STATED PROBLEM. Can you retype all of the rows below word for word, leaving the pictures out of your answer?

STORED DATA.

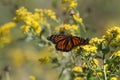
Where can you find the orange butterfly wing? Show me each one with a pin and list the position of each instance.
(67, 42)
(64, 45)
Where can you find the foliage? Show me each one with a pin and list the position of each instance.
(99, 60)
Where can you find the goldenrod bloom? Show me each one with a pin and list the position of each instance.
(79, 78)
(32, 78)
(95, 41)
(45, 60)
(112, 32)
(77, 69)
(117, 54)
(89, 49)
(50, 13)
(4, 29)
(77, 18)
(98, 73)
(69, 4)
(25, 28)
(113, 78)
(94, 63)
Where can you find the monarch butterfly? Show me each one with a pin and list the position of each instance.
(67, 42)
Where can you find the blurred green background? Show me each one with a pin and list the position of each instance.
(22, 57)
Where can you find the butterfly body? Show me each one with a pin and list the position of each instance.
(67, 42)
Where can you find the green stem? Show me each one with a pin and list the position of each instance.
(7, 76)
(104, 67)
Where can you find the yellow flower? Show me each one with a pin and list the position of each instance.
(32, 78)
(28, 20)
(95, 41)
(112, 32)
(25, 28)
(4, 29)
(73, 4)
(98, 73)
(45, 60)
(69, 4)
(89, 49)
(79, 78)
(50, 13)
(35, 24)
(74, 27)
(94, 63)
(117, 54)
(38, 30)
(77, 18)
(77, 69)
(113, 78)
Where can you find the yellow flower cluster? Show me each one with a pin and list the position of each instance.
(34, 21)
(4, 33)
(112, 32)
(79, 78)
(98, 73)
(77, 69)
(89, 49)
(32, 78)
(77, 18)
(113, 78)
(50, 13)
(45, 60)
(117, 54)
(4, 29)
(69, 4)
(94, 63)
(95, 41)
(66, 28)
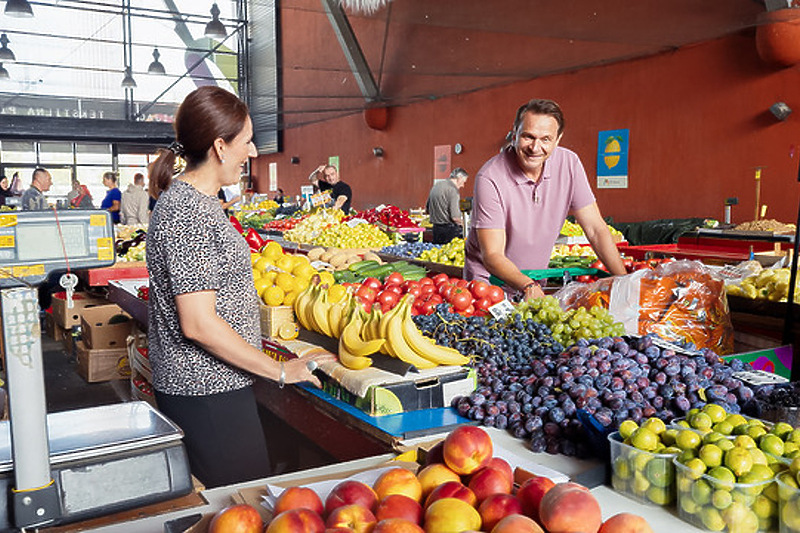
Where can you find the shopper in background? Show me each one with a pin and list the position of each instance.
(204, 327)
(33, 199)
(134, 202)
(522, 197)
(444, 207)
(113, 197)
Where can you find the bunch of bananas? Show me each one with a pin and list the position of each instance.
(361, 334)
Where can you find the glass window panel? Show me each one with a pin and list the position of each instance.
(55, 153)
(17, 152)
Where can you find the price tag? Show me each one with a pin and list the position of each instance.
(501, 310)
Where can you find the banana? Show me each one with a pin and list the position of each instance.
(398, 345)
(354, 344)
(427, 347)
(319, 310)
(352, 361)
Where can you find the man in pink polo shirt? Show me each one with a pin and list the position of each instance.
(520, 204)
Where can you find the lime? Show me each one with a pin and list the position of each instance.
(711, 455)
(721, 499)
(627, 428)
(738, 460)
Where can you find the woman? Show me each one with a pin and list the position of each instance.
(113, 196)
(204, 329)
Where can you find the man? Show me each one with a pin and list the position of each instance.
(33, 199)
(134, 204)
(443, 206)
(522, 197)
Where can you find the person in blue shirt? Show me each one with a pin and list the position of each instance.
(113, 196)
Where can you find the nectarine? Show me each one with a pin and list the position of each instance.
(348, 492)
(399, 506)
(496, 507)
(240, 518)
(466, 449)
(625, 523)
(296, 521)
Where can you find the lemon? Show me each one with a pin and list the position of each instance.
(273, 296)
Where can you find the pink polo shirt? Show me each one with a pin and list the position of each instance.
(532, 214)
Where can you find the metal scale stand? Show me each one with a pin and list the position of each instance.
(79, 464)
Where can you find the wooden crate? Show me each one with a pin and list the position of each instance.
(273, 317)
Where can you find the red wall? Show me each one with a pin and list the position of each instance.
(698, 119)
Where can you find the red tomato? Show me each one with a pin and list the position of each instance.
(496, 294)
(478, 288)
(394, 277)
(461, 299)
(440, 278)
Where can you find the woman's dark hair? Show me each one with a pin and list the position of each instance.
(539, 106)
(206, 114)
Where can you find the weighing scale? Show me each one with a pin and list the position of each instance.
(84, 463)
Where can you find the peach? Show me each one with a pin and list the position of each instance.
(397, 525)
(298, 498)
(496, 507)
(399, 506)
(625, 523)
(531, 492)
(434, 475)
(398, 481)
(488, 481)
(296, 521)
(467, 449)
(451, 514)
(452, 489)
(240, 518)
(517, 523)
(354, 516)
(570, 507)
(351, 491)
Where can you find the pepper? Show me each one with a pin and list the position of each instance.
(236, 224)
(254, 240)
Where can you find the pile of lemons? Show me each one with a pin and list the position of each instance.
(280, 277)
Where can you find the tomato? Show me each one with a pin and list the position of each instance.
(373, 283)
(394, 277)
(461, 299)
(496, 294)
(478, 288)
(440, 278)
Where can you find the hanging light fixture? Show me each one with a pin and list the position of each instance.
(215, 28)
(128, 82)
(5, 52)
(18, 8)
(156, 67)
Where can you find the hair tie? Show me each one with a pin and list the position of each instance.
(176, 148)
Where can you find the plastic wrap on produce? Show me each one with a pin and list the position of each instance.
(682, 301)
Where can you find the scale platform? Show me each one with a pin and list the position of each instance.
(106, 459)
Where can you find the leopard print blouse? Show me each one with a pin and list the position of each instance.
(191, 246)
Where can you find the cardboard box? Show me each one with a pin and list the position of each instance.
(66, 318)
(102, 364)
(105, 326)
(408, 395)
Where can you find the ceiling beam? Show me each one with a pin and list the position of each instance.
(352, 50)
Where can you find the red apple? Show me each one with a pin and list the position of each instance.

IN RESPONSE.
Where can you find the orange butterfly wing? Show me each one with a pin and list the position of each instance.
(67, 42)
(64, 45)
Where can you find the foliage? Show me each one with a pin and list the position of each instance.
(99, 60)
Where can you find the goldenrod bloom? Show me each one with a pin and list the position of each instance.
(79, 78)
(32, 78)
(95, 41)
(45, 60)
(112, 32)
(77, 69)
(117, 54)
(89, 49)
(50, 13)
(4, 29)
(77, 18)
(98, 73)
(69, 4)
(25, 28)
(113, 78)
(94, 63)
Where can you find the monarch butterfly? Show me each one with a pin and list the position of each instance.
(67, 42)
Where can you find the blurred green background? Show me each one with a pin and list the position of each instance.
(22, 57)
Where can you find the butterfly body? Show me each one with a pin and list the position of each instance.
(67, 42)
Where can you find the green stem? Show me each one with a pin and list the position of each instance.
(7, 76)
(104, 67)
Where can you find the yellow flower? Show me each one with a pin and list the position of each instance.
(32, 78)
(28, 20)
(95, 41)
(112, 32)
(25, 28)
(4, 29)
(73, 4)
(98, 73)
(45, 60)
(69, 4)
(89, 49)
(79, 78)
(50, 13)
(35, 24)
(74, 27)
(94, 63)
(117, 54)
(38, 30)
(77, 18)
(77, 69)
(113, 78)
Where can you find the yellow flower cluster? Show me each one with a pin and list the position of each instance.
(34, 21)
(4, 33)
(112, 32)
(79, 78)
(98, 73)
(77, 69)
(89, 49)
(32, 78)
(77, 18)
(113, 78)
(50, 13)
(45, 60)
(117, 54)
(4, 29)
(69, 4)
(94, 63)
(95, 41)
(66, 28)
Where can you find the shopper in background? Show me each one with a pin and list the position of each instance.
(204, 327)
(33, 199)
(134, 202)
(522, 197)
(444, 207)
(113, 197)
Where can you find the bunch of bananas? Show me each one with a pin and list the position of each instance.
(361, 334)
Where can you find the glass window panel? Show me each one with a pin and list the position of each instance.
(55, 153)
(17, 152)
Where can you find the price tag? Show me each one with a pin and list the position of each instance.
(501, 310)
Where can you find the banana? Show me each one with a pin and list the position of each instance.
(398, 345)
(354, 344)
(427, 347)
(319, 310)
(352, 361)
Where can you find the man in pink polo shirt? Show me each one with a pin and list the position of each instance.
(520, 204)
Where can you find the lime? Show me each one with a pin and list the position of each instance.
(711, 455)
(721, 499)
(627, 428)
(738, 460)
Where can you find the woman? Show me each one with a pin and list the position of each instance.
(113, 196)
(204, 329)
Where can you find the man? Show me each one with a pin and list the position of each instance.
(33, 199)
(134, 204)
(443, 206)
(522, 197)
Where can you find the person in blue shirt? Show me each one with a pin and list the position of each instance.
(113, 196)
Where can you find the nectarine? Show me each one with a pin and list the position of each instance.
(348, 492)
(399, 506)
(496, 507)
(240, 518)
(466, 449)
(625, 523)
(296, 521)
Where can you find the lemon? Show me each one with a pin and list the position of each instance.
(273, 296)
Where can you find the pink polo shirt? Show me each one with a pin and list the position of each instance.
(532, 214)
Where can you find the metal scale stand? Show me each one with a pin and list the position of each instance.
(79, 464)
Where can you find the wooden crate? Show me each one with a pin and list the position of each instance.
(273, 317)
Where can you find the red wall? Show me each one with a pin and list the position of each instance.
(698, 119)
Where can you find the red tomato? Show me each one with a pin and list the position of each instance.
(496, 294)
(478, 288)
(394, 277)
(461, 299)
(440, 278)
Where can you find the woman's dark hair? Show me each one with a pin and list the position of each instance.
(539, 106)
(206, 114)
Where can you find the weighing scale? Show me each one with a pin and list the position of each instance.
(84, 463)
Where can you find the peach? Show me each one with a pin and list the position of each instance.
(397, 525)
(298, 498)
(496, 507)
(399, 506)
(625, 523)
(531, 492)
(434, 475)
(398, 481)
(488, 481)
(296, 521)
(467, 449)
(451, 514)
(452, 489)
(240, 518)
(517, 523)
(354, 516)
(570, 507)
(351, 491)
Where can you find the pepper? Show me each one with a pin and list the position of each instance.
(236, 224)
(254, 240)
Where can you find the pile of lemons? Show me each one with a pin and list the position of each instance.
(280, 277)
Where can you find the tomato? Show me each one with a pin and list the position of each instance.
(373, 283)
(394, 277)
(461, 299)
(496, 294)
(478, 288)
(440, 278)
Where can you find the hanging light fixture? Show me each one with a pin and list the position of each instance.
(215, 28)
(128, 82)
(5, 52)
(18, 8)
(156, 67)
Where can you find the hair tie? Show me each one with a pin and list the position of each instance.
(176, 148)
Where can you find the plastic wrap on produce? Show me each one with a pin and list the position of each instance.
(682, 301)
Where can you find the scale platform? Show me each one with a pin and list the position of each instance.
(106, 459)
Where can you find the leopard print blouse? Show me each one with a pin and list the position of each instance.
(191, 246)
Where can you find the cardboard box? Show me each one with a pin and list the position of each instance.
(66, 318)
(102, 364)
(105, 326)
(408, 395)
Where can you find the ceiling beam? Show me each one with a pin and list the position of each instance.
(352, 50)
Where can you find the red apple? Show me each one with a pin and list the position of each instance.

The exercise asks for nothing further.